Instructions for the task:
Reproduce every entry exactly.

[Dataset excerpts]
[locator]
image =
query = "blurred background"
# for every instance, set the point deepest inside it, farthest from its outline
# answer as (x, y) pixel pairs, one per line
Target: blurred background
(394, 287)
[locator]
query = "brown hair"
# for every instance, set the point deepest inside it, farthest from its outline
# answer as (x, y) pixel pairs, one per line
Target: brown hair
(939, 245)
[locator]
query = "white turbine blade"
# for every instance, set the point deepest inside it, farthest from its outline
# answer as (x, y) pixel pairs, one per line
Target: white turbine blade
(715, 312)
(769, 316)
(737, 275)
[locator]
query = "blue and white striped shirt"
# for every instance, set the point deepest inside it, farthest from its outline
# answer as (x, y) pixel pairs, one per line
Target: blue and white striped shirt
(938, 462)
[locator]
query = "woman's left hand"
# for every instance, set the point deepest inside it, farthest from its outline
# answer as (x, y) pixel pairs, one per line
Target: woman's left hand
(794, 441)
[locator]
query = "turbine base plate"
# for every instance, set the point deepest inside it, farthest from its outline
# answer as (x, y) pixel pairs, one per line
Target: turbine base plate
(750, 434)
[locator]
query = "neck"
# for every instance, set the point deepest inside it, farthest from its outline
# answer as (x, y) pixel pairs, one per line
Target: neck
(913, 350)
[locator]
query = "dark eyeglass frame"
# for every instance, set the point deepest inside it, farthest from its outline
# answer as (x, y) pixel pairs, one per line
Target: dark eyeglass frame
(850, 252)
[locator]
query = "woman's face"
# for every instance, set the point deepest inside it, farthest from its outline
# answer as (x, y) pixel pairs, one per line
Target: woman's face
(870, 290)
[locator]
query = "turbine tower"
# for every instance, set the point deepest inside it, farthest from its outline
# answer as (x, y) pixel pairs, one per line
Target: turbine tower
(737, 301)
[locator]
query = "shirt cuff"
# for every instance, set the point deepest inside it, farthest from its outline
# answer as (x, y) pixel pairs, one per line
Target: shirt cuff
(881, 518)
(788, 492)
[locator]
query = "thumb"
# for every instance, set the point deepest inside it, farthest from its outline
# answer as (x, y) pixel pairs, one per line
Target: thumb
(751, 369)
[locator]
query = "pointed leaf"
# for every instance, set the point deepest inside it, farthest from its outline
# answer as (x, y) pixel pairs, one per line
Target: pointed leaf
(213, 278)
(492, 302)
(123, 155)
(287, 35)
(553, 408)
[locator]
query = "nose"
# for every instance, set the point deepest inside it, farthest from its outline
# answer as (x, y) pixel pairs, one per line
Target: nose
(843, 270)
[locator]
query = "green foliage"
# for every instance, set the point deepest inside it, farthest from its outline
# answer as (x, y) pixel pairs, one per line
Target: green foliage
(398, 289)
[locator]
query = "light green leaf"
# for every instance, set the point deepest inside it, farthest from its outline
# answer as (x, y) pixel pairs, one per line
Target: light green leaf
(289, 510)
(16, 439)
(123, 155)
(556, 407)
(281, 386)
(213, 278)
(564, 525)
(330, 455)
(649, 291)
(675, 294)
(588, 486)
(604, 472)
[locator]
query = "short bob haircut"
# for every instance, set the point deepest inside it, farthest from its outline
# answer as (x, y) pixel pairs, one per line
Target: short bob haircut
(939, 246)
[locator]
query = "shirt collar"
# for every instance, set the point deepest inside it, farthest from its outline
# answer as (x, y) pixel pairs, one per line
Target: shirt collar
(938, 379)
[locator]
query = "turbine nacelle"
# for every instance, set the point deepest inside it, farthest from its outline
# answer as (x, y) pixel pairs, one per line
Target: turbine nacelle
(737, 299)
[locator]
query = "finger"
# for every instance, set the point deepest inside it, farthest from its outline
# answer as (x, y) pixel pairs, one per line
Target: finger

Solution for this exercise:
[locator]
image =
query = "blurred background"
# for every instance, set the point deepest inside it, farthest from its outline
# answer as (x, y) pixel pairs, one per line
Target: blurred background
(394, 287)
[locator]
query = "brown hair"
# for every instance, set the point deepest inside it, farthest from its outline
# answer as (x, y) pixel pairs, one per line
Target: brown hair
(939, 245)
[locator]
query = "white turbine blade"
# for every instance, set the point deepest inside it, farthest from its outline
# answer as (x, y) pixel pairs, one per line
Target: white turbine blade
(715, 312)
(769, 316)
(737, 275)
[locator]
query = "blue and white striped shirt"
# for every instance, set the point deepest inside it, farthest from its outline
# answer as (x, y) pixel pairs, one per line
Target: blue and white striped shirt
(938, 462)
[locator]
query = "woman's left hand"
# for every instance, set the point deepest inside it, farthest from its outline
# answer as (x, y) pixel pairs, one per line
Target: woman's left hand
(794, 441)
[locator]
query = "turbine base plate"
# for every instance, set the point deepest inside it, farthest from its outline
# answer as (x, y) pixel pairs, one per line
Target: turbine base plate
(750, 434)
[locator]
query = "neck"
# for every instance, set the point deepest inside it, farthest from its outline
# answer as (x, y) pixel pairs, one per line
Target: neck
(913, 350)
[locator]
query = "dark eyeglass frame"
# for every instance, set the point deepest inside it, farthest from its outline
# answer as (x, y) pixel pairs, one per line
Target: dark eyeglass frame
(850, 252)
[locator]
query = "woman's face"
# for every instance, set the point deepest inside it, farthest from its outline
# answer as (x, y) pixel pairs, one per line
Target: woman's face
(870, 290)
[locator]
query = "turbine tower"
# for every instance, set the point deepest inside it, farthest from its outline
# answer as (x, y) pixel pairs, one per line
Target: turbine tower
(737, 301)
[locator]
query = "shirt cuff"
# for every instance, set the point deepest inside it, farthest from its outline
# answer as (x, y) pixel pairs, one per line
Target: shirt cuff
(881, 518)
(788, 492)
[locator]
query = "thumb"
# for every instance, set the point deepest inside it, farthest from its outline
# answer as (x, y) pixel pairs, one per line
Target: thumb
(751, 369)
[locator]
query = "pointed leaf"
# for every instance, set the point deepest inside it, farthest from its outline
# answer as (x, y) pixel pairs, one per line
Target: pointed leaf
(213, 278)
(492, 302)
(123, 155)
(287, 35)
(553, 408)
[locator]
query = "nose"
# for every instance, set the point deepest inside it, farthest from its outline
# answer as (x, y) pixel pairs, one per line
Target: nose
(843, 270)
[locator]
query = "green foliage"
# for every instance, set the point deepest inside it, farthest from its outline
# answer as (x, y) pixel pairs, one per line
Target: green foliage
(398, 289)
[locator]
query = "light green leaf"
# for every instance, set the point deepest inside it, farthest from its outline
# answer as (x, y) pixel pairs, one per line
Target: light green leaf
(289, 510)
(16, 439)
(123, 155)
(556, 407)
(281, 386)
(213, 278)
(564, 525)
(330, 455)
(649, 291)
(675, 294)
(588, 486)
(604, 472)
[locator]
query = "short bob haircut"
# for every instance, set the point deepest inside it, farthest from its outline
# answer as (x, y) pixel pairs, one per line
Target: short bob haircut
(939, 246)
[locator]
query = "shirt collar"
# for every instance, set the point deepest inside it, farthest from its outline
# answer as (x, y) pixel pairs, one per line
Target: shirt collar
(938, 379)
[locator]
query = "turbine nacelle"
# for every instance, set the point deepest inside it, farthest from its outline
# answer as (x, y) pixel pairs, one per line
Target: turbine nacelle
(737, 299)
[locator]
query = "finger"
# for every instance, set the point deepest inside it, farthest from its outline
# answer as (x, y) pixel pairs, one per line
Target: finger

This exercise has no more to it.